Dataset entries
------------------------------------------------------------

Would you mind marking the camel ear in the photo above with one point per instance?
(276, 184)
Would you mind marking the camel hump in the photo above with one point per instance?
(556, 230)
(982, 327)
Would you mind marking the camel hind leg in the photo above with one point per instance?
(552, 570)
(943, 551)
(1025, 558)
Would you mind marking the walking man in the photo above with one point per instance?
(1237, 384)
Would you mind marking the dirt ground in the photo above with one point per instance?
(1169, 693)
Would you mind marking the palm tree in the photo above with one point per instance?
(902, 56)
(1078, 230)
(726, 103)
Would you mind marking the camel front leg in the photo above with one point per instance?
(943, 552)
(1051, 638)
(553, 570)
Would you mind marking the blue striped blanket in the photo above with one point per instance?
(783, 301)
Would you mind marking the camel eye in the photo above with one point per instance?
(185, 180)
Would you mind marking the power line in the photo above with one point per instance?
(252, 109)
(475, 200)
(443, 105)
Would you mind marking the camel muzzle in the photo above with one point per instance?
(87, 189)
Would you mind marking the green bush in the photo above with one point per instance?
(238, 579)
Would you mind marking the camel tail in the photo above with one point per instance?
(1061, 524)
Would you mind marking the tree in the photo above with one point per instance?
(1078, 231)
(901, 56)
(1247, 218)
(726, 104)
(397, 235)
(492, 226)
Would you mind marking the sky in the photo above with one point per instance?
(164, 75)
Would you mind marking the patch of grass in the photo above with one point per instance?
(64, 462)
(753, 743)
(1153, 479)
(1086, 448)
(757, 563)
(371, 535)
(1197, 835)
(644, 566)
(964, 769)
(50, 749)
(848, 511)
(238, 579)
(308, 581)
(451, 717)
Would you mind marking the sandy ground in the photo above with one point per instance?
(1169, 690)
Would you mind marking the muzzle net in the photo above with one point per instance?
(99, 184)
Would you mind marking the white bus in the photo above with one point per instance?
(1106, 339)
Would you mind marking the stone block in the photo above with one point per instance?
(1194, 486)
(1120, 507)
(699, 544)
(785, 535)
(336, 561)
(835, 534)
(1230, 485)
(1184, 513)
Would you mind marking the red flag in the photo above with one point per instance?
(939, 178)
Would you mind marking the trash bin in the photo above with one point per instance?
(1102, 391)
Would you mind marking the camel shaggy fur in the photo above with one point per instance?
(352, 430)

------------------------------------------------------------

## REQUIRED WORK
The data above is to be given again, with every line exact.

## EXERCISE OUTPUT
Would you mind marking the camel ear in the photo above with one point per instance?
(276, 184)
Would you mind marking the camel hump in the photo above with one point per instance?
(556, 230)
(982, 327)
Would you mind marking the camel hind leg in the photo above with one point per instance?
(552, 570)
(943, 551)
(1025, 558)
Would you mind marking the walking man in the photo above with one point per instance?
(1237, 384)
Would you mind marking the dirt ground in the photo above with one point per instance?
(1169, 693)
Would you mind marking the palm tree in the photo above with one point per instance?
(902, 56)
(1078, 230)
(726, 103)
Would you mind marking the camel front leg in the photo above with one point per instance?
(943, 552)
(1051, 638)
(553, 570)
Would you mind marking the blue striped blanket in the photo above with one point per instance?
(783, 301)
Would you mind marking the camel eye in the photo above with one point per instance?
(185, 180)
Would you mind marking the power line in the photo above with one point per instance?
(252, 109)
(475, 200)
(443, 105)
Would you mind marking the camel muzzle in the photo above with one point per instance?
(87, 189)
Would you mind marking the green bush in the photo above with one point per instance?
(238, 579)
Would you mind marking the camel tail in the photo above with one point per instance?
(1061, 524)
Would you mind marking the tree in the photo above with one point per instance?
(1078, 231)
(901, 56)
(1247, 218)
(726, 104)
(397, 235)
(492, 226)
Would you mind marking the sky in the photo above with one point per instance?
(164, 75)
Would you mind marking the patch of grass in the photo above with one point per instance?
(64, 462)
(753, 743)
(1153, 479)
(1086, 448)
(757, 563)
(371, 535)
(1197, 835)
(644, 566)
(964, 769)
(50, 749)
(848, 511)
(238, 579)
(308, 581)
(451, 717)
Would you mind marking the sandy ground in the photo above with one point per instance?
(1169, 690)
Would you mind marking the muzzle net in the photo above with one point per instance?
(99, 184)
Would you mind marking the white bus in the photo above with one point per instance?
(1106, 339)
Would you mind marking the stone block in the photo above with one point per instance?
(1194, 486)
(1120, 507)
(699, 544)
(785, 535)
(336, 561)
(835, 534)
(1230, 485)
(1184, 513)
Would you mind marking the red flag in the photo above with one point per instance?
(939, 178)
Would you mind marking the trash bin in the photo above with one point per instance?
(1102, 391)
Would you mind marking the camel shaggy fur in the photo above with one point per instance?
(352, 430)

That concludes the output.